TASK OBJECTIVE.
If any record holds an image, omit the image and print the rest exactly.

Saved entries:
______
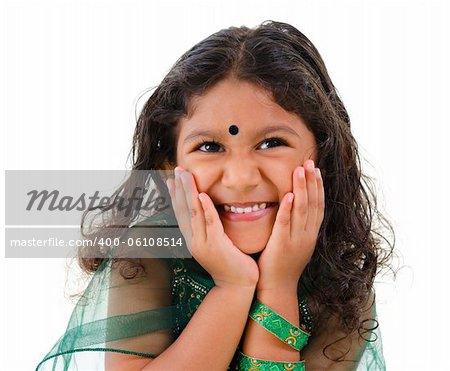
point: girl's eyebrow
(264, 131)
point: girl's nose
(241, 174)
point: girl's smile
(247, 169)
(246, 213)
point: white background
(72, 72)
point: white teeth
(249, 209)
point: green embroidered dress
(143, 317)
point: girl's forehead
(233, 129)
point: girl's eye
(208, 144)
(278, 141)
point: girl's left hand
(295, 231)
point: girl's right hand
(206, 239)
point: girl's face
(253, 166)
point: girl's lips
(246, 217)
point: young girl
(268, 194)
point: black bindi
(233, 129)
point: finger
(321, 199)
(282, 225)
(311, 185)
(214, 227)
(181, 211)
(195, 207)
(300, 206)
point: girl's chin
(248, 245)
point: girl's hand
(295, 231)
(203, 231)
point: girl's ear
(168, 167)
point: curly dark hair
(350, 250)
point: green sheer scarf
______
RESULT OF THE EXERCISE.
point: girl's eyebrow
(264, 131)
point: girl's nose
(241, 174)
point: girl's smile
(247, 169)
(246, 213)
point: white background
(72, 72)
point: white teeth
(249, 209)
point: green embroidered dress
(143, 317)
point: girl's forehead
(233, 129)
point: girl's eye
(208, 144)
(278, 141)
point: girl's left hand
(295, 231)
point: girl's right hand
(206, 239)
point: girl's face
(253, 166)
point: girl's lips
(246, 217)
point: young girl
(268, 194)
point: black bindi
(233, 129)
point: finger
(321, 199)
(282, 225)
(311, 185)
(214, 227)
(181, 211)
(195, 207)
(300, 206)
point: girl's chin
(248, 245)
point: girl's hand
(295, 231)
(203, 231)
point: girl's ear
(168, 167)
point: curly dark hair
(350, 250)
point: green sheer scarf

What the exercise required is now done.